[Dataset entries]

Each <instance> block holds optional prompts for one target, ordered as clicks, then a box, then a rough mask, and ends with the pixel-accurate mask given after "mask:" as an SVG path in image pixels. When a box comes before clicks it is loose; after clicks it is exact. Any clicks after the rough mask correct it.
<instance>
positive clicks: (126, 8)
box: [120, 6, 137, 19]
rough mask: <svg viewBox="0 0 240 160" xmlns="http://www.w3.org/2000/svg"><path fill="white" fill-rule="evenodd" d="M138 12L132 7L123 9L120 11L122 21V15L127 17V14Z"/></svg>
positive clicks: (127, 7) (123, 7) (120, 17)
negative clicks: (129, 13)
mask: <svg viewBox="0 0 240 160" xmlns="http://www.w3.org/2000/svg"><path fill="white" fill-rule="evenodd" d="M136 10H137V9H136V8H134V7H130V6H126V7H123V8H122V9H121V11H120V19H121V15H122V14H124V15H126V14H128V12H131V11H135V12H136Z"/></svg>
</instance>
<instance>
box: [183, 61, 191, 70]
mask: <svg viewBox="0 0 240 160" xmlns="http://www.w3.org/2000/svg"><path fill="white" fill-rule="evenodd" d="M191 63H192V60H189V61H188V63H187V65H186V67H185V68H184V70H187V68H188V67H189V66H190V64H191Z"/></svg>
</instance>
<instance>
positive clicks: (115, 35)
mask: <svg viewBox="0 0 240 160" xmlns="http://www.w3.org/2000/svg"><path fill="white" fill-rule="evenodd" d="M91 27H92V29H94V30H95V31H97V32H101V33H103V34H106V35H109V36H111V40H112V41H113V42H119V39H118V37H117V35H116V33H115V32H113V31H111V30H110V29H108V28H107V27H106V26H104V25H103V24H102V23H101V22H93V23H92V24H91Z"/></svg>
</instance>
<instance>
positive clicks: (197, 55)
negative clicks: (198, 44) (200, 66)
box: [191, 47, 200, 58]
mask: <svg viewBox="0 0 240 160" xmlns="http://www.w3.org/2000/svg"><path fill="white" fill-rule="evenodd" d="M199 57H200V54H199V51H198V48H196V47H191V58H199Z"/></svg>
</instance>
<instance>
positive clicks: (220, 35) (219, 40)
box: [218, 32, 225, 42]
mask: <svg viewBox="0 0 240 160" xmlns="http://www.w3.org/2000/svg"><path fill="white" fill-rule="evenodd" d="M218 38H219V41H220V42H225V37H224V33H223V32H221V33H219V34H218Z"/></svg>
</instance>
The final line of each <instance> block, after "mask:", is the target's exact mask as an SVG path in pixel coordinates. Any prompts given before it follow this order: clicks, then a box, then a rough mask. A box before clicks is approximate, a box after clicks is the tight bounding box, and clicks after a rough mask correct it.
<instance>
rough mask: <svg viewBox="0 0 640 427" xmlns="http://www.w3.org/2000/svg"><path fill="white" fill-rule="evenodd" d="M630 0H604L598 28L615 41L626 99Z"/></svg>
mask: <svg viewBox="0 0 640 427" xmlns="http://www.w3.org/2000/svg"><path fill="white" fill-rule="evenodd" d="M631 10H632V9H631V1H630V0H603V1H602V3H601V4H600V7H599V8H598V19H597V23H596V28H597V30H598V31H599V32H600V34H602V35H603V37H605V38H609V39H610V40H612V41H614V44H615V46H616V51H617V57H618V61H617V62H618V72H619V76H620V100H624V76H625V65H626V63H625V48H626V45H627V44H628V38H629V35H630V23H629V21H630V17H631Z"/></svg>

# Exercise requirements:
Each line above holding the string "then" counts once; please report the total and nothing more.

# Output for this task:
2